Problem description :: Resume the blog archive about Mykee, shown below ahead of the items, by writing on from its final sentence.

Extract ::

---+---

Archive for the tag 'Mykee'

28 May 2012: Memorial Day Pups

May 28th, 2012

Imelda and Mykee: My Memorial Day Pups

Some friends and I are spending the afternoon of this Memorial Day watching an opera on DVD, a performance of Leos Janacek’s FROM THE HOUSE OF THE DEAD.  Afterwards, we will go to the backyard to spend a few moments with my two faithful and valiant pups, IMELDA (20 May 1987–13 October 1997) and MYKEE (7 June 1997–9 March 2012).  Hardly a day goes by when I do not think about how they both enriched my life, and today we will drink a toast to their memory.

22 March 2012: A New Songbird In My House

March 22nd, 2012

I am grateful for all the comforting words and sentiments which have been sent my way ever since I shared the sad news of Mykee’s death.  While I am still trying to decide whether or not to get another keeshond to fill the void which Mykee left behind, yesterday I bought a young canary, to join the pair of lovebirds which I’ve had in the house for a long time.

---+---

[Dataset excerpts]
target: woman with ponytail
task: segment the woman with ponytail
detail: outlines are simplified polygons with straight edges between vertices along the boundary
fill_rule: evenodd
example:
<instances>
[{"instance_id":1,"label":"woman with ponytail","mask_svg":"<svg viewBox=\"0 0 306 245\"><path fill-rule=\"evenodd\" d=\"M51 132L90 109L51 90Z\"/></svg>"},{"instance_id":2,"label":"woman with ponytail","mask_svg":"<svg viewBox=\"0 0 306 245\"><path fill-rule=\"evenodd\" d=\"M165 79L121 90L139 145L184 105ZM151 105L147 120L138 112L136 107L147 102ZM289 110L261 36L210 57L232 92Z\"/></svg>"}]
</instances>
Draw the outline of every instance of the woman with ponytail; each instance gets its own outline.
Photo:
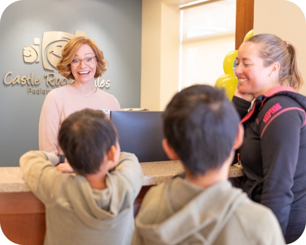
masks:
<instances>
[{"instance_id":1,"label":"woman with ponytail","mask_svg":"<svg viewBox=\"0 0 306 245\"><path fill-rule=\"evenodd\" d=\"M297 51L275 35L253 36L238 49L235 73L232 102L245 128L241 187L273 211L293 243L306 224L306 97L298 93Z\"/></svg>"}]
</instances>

---+---

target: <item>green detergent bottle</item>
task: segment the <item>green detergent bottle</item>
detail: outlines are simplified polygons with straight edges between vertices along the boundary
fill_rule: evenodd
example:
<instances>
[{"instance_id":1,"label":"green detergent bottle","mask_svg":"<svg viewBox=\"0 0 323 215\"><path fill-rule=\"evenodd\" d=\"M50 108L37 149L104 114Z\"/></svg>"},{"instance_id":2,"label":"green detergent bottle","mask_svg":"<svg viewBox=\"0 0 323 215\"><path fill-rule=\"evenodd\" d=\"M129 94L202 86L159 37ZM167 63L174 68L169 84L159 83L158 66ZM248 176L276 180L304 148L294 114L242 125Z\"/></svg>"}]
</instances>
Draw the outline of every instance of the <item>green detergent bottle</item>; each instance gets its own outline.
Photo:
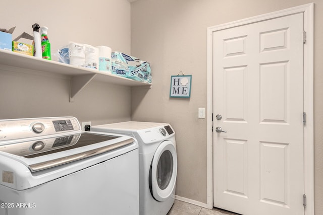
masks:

---+---

Task answer ::
Although the lovebirds nestle together affectionately, and I find eggs regularly in their cage as proof of their affection, they don’t really sing to each other; they mostly just squeak and squawk, so I’ve named them Gustav and Alma (after the Mahlers).

The young canary has adjusted well to his new environment. He seems happy.  It’s only been one day, but already my house is filled with his sunny disposition, his thrilling trill and cheerful chatter. Maybe he’ll inspire Gustav and Alma to sing a different tune.

I have yet to name the young male canary.  I’m thinking of Johann (after Bach), or maybe Papageno (after the character in Mozart’s The Magic Flute, my favorite opera).  Any suggestions?

Remembering Mykee

March 20th, 2012

Mykee, a very special keeshond whom Dr. Tom Liebl had nicknamed “the miracle dog” because of everything she had been through, died in my arms, her eyes weary but wide open, at noon on Friday 9 March 2012. She was 14 years, 9 months and 2 days old.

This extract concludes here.